指示 A
次の記述(i)〜(iii)がそれぞれ本文の内容と一致するかを、はい・いいえで判断せよ。各判断の根拠となる本文の語句をそのまま引用して添えること。
(i) 安倍政権の官邸機能の強化は、イギリスの官邸をモデルにしている。
(ii) 議院内閣制では、政権の存在基盤は議会にある。
(iii) 大統領制では、議会に与党と野党の区別がある。

本文

1946年6月札幌市生まれ。東京大学法学部卒。国立国会図書館調査局政治議会課長を経て、細川内閣で総理大臣秘書官(政務)。退任後駿河台大学法学部教授となり、2007年から学長。著書に『日本政治は甦るか』、『官邸』など。専攻は比較政治、日本政治論。


第2話:「ホワイトハウスモデルの 『官邸チーム』 では機能しない」

安倍政権は官邸主導でチームを組んでいますが、チームという概念が成功するための条件が整っていません。官邸主導は良いのですが、最初の間違いはアメリカのホワイトハウスをモデルにしたということなのです。しかし、日本の政治はイギリスモデルで、政治改革も小選挙区制という議院内閣制をモデルにしたイギリスモデルから来ています。

この問題で言えば自民党国家戦略本部時の塩崎ペーパーがありますが、それと今度の安倍さんの官邸機能の強化は根本的に違います。塩崎ペーパーはイギリスの官邸をモデルにしていますが、安倍政権論はホワイトハウスをモデルにしています。そこで、日本版NSCという話が出てくるのです。

こうした発想に陥ったのは、安倍さんのキャリアの問題があります。従来は、官房長官は要するに番頭役で汗を流して走り回る役でした。主要閣僚は大蔵大臣、外務大臣、通産大臣であり、それを経て総理になるのがこれまでの常でした。ところが、官邸機能の強化が言われるようになってから、官房長官は非常に重要なポストになり、今、総理の臨時代理というと、自動的に官房長官がなるほど、ナンバーツーのポストになってしまっている。やはり主任の大臣をやっていないことは制約になります。

官房長官だけやった安倍さんが、なおかつ日米同盟に入れ込んだため、アメリカのホワイトハウスモデルということを意識したのですが、アメリカは大統領制ですから、行政権は大統領一人しか持っていません。そこには主任の大臣はいない。またアメリカ大統領は国民からの直接選挙ですから、与党が存在基盤ではありません。つまりモデルが全然違うのです。そこに形だけは、ホワイトハウスモデルで総理補佐官を5人つけても、みんな政治家ですから自分の手柄を立てるために、ばらばらに動いているだけの話です。

イギリス型モデルと大統領型モデルとの基本的な違いは、議院内閣制と大統領制との違いです。議院内閣制は国民が議会選挙をやって議会の多数党が政権を形成する。だから政権の存在基盤は議会にあり、そして議会の多数党の中、つまり与党にある。ところが、大統領というものは議会とは関係がなく、国民から直接選挙されるため、大統領の存在基盤は国民にある。だから国民だけを見ておけばよい。そして議会には与党、野党というカテゴリーがない。

もう一つは、議院内閣制は議会に基盤があると同時に内閣制だということです。内閣制というものは大臣の合議体なのです。それに対し、大統領制では行政権は大統領一人に帰属し、補佐官や長官などはいますが、それはみんな大統領のアドバイザー、あるいは自分が事務を委託している相手ということです。そこで、大統領制の場合には大統領補佐官がたくさんいることになるわけです。これはみんな大統領にくっついています。

指示 B
エントリーのうち、文字列「hanging」を含む行の数を答えよ。数だけを示すこと。

課題用データ

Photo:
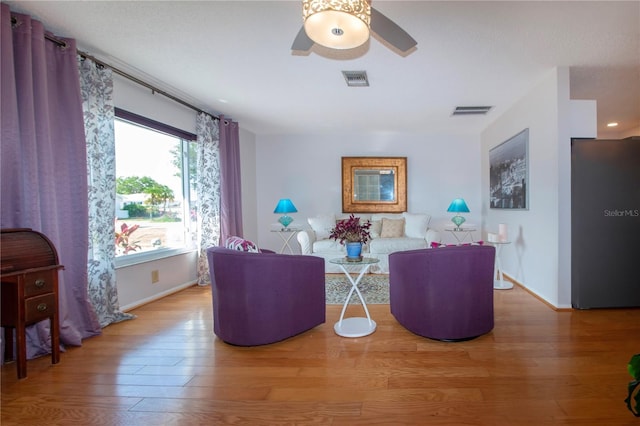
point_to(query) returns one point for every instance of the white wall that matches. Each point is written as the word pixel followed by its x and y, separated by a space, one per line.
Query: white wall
pixel 248 180
pixel 540 254
pixel 307 169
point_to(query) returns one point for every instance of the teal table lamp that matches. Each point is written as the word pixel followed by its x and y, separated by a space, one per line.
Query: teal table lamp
pixel 285 206
pixel 458 206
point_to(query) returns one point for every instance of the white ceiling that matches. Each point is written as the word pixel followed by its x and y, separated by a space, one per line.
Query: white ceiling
pixel 234 57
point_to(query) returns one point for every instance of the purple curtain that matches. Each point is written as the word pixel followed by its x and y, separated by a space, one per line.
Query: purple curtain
pixel 230 185
pixel 44 165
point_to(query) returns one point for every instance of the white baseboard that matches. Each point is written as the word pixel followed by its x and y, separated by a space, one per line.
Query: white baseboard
pixel 156 296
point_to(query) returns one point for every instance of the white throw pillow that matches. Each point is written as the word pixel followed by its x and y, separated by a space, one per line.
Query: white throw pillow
pixel 322 225
pixel 392 228
pixel 416 225
pixel 376 228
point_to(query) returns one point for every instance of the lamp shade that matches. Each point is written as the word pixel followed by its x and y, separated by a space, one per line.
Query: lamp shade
pixel 285 206
pixel 458 206
pixel 337 24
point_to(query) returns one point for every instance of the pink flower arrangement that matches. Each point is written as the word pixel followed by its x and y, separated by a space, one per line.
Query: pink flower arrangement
pixel 122 239
pixel 351 231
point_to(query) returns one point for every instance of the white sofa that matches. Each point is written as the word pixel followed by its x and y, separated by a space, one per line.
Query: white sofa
pixel 389 232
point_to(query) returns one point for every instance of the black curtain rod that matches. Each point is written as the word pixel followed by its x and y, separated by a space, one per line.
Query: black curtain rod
pixel 144 84
pixel 63 44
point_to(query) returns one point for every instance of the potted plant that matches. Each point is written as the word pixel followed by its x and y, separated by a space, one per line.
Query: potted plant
pixel 352 233
pixel 123 245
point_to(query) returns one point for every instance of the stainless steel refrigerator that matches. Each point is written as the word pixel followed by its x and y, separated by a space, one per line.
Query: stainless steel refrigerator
pixel 605 223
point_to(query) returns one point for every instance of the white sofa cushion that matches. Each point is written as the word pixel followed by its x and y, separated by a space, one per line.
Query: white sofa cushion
pixel 379 216
pixel 322 225
pixel 327 246
pixel 389 245
pixel 416 225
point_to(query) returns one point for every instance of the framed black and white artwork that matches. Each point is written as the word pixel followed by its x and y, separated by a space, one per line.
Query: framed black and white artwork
pixel 509 173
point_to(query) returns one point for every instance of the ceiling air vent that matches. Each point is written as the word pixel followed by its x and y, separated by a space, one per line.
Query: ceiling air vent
pixel 471 110
pixel 356 78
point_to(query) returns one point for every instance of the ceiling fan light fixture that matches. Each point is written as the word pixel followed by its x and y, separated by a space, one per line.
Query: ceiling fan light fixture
pixel 337 24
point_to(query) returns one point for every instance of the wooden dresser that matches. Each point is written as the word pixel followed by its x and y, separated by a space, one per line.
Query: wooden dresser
pixel 29 290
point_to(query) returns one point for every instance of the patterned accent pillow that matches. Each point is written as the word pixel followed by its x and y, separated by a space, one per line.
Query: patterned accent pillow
pixel 392 228
pixel 237 243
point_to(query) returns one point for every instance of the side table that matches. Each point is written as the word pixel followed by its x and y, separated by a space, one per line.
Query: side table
pixel 286 234
pixel 499 283
pixel 355 326
pixel 462 234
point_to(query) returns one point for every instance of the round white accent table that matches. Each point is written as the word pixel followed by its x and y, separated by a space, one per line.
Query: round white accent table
pixel 499 283
pixel 286 234
pixel 355 326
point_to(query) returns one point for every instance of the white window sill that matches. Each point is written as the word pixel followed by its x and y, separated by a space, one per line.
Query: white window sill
pixel 149 256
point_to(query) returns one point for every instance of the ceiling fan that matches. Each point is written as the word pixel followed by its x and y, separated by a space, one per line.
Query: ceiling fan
pixel 346 24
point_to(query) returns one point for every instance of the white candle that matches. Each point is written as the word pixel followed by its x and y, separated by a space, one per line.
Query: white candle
pixel 502 232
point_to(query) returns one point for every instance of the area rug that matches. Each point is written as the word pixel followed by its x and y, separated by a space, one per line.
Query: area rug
pixel 374 289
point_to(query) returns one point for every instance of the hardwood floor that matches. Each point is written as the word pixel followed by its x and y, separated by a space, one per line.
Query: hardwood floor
pixel 537 367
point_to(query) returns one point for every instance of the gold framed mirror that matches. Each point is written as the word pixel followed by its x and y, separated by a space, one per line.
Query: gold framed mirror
pixel 374 184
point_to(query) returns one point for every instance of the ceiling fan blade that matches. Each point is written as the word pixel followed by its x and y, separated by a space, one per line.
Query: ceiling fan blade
pixel 391 32
pixel 302 41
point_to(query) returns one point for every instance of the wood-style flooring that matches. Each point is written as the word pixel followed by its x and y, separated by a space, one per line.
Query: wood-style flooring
pixel 537 367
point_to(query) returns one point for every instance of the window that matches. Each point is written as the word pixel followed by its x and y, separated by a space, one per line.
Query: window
pixel 155 189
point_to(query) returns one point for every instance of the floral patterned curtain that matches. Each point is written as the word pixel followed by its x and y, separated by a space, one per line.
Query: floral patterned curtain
pixel 96 85
pixel 208 173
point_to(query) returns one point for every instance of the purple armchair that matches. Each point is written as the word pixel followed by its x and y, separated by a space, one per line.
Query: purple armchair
pixel 261 298
pixel 443 293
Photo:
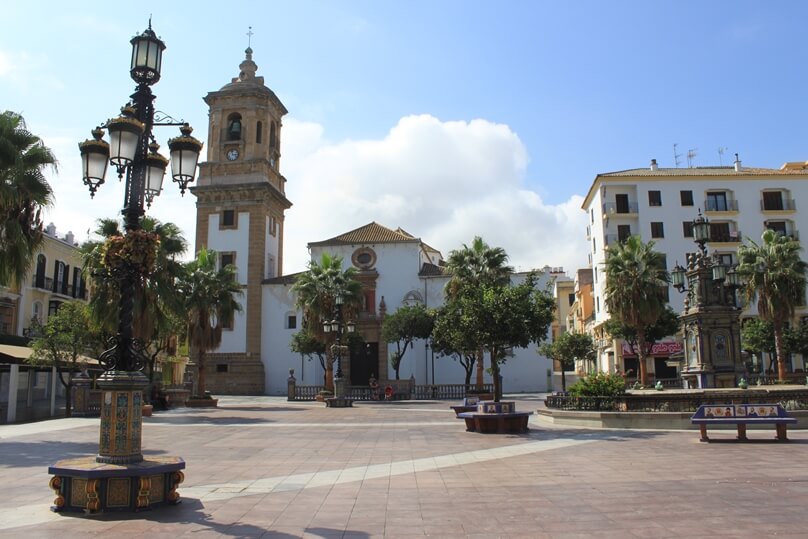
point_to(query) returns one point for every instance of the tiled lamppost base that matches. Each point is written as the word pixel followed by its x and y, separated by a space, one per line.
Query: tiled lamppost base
pixel 118 478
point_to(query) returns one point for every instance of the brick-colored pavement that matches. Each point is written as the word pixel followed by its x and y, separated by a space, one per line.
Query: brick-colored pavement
pixel 262 467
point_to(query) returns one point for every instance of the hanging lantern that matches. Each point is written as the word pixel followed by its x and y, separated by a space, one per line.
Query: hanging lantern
pixel 94 160
pixel 185 151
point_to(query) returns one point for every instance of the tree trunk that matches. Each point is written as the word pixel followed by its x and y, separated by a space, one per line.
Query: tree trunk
pixel 641 354
pixel 781 353
pixel 200 382
pixel 480 369
pixel 495 374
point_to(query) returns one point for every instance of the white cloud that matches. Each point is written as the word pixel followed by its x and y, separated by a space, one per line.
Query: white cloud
pixel 444 182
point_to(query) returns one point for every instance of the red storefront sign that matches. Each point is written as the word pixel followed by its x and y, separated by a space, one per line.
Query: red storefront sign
pixel 664 348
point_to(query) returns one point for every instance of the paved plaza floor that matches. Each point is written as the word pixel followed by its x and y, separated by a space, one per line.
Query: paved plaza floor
pixel 264 467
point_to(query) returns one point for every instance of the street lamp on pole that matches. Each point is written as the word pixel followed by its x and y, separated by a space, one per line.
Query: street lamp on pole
pixel 337 326
pixel 84 484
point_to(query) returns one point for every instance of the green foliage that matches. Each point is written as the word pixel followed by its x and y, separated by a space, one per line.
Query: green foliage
pixel 774 275
pixel 63 341
pixel 404 326
pixel 636 280
pixel 600 384
pixel 210 304
pixel 24 192
pixel 667 324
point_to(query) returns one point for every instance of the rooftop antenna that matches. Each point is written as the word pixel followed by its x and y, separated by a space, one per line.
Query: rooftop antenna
pixel 691 154
pixel 721 151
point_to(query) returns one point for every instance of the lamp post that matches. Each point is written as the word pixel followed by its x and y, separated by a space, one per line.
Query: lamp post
pixel 710 317
pixel 337 326
pixel 119 477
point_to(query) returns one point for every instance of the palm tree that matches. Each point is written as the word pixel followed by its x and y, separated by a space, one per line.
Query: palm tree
pixel 210 304
pixel 477 265
pixel 774 276
pixel 317 290
pixel 157 300
pixel 24 191
pixel 636 281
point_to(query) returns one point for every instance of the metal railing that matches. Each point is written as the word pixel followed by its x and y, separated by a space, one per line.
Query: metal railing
pixel 786 204
pixel 667 402
pixel 720 205
pixel 418 392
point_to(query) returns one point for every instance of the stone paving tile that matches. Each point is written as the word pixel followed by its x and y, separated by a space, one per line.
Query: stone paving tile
pixel 262 467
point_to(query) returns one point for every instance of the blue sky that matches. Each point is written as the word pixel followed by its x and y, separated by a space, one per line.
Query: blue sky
pixel 447 118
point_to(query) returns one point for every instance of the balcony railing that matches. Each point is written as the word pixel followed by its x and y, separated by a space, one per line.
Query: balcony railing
pixel 726 237
pixel 610 208
pixel 720 205
pixel 786 204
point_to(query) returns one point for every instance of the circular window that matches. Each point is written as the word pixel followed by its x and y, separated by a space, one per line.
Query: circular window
pixel 364 258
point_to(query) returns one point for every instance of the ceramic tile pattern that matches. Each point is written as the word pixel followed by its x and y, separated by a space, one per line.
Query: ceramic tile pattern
pixel 262 467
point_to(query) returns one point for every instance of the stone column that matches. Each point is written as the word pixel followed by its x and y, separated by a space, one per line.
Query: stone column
pixel 121 417
pixel 13 386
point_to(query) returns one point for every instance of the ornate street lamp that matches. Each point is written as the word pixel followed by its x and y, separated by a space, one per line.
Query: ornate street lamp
pixel 710 317
pixel 133 151
pixel 338 326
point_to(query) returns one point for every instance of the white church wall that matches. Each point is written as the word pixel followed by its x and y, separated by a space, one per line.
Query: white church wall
pixel 278 304
pixel 233 240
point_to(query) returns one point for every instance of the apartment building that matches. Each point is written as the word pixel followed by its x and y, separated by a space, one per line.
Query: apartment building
pixel 55 277
pixel 660 204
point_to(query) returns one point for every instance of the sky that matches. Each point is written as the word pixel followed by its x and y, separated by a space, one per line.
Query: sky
pixel 448 118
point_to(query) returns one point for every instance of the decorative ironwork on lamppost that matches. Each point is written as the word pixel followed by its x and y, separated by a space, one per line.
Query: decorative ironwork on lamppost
pixel 133 152
pixel 337 326
pixel 119 477
pixel 711 315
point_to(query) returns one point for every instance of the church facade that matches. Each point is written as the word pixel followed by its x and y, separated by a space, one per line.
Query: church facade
pixel 241 204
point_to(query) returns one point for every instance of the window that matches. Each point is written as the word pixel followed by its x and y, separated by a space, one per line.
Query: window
pixel 721 232
pixel 40 271
pixel 270 267
pixel 621 203
pixel 687 229
pixel 772 200
pixel 228 219
pixel 227 259
pixel 234 126
pixel 686 198
pixel 716 201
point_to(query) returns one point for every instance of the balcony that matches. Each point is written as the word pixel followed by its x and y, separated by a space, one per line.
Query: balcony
pixel 733 236
pixel 629 208
pixel 720 205
pixel 782 204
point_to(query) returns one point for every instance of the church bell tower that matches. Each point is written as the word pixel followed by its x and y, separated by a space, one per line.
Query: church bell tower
pixel 240 214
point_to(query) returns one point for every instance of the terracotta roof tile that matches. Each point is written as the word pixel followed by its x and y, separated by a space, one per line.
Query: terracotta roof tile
pixel 370 233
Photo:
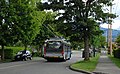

完全解答 A
(i) いいえ。「安倍政権論はホワイトハウスをモデルにしています」
(ii) はい。「だから政権の存在基盤は議会にあり」
(iii) いいえ。「そして議会には与党、野党というカテゴリーがない」

完全解答 B
2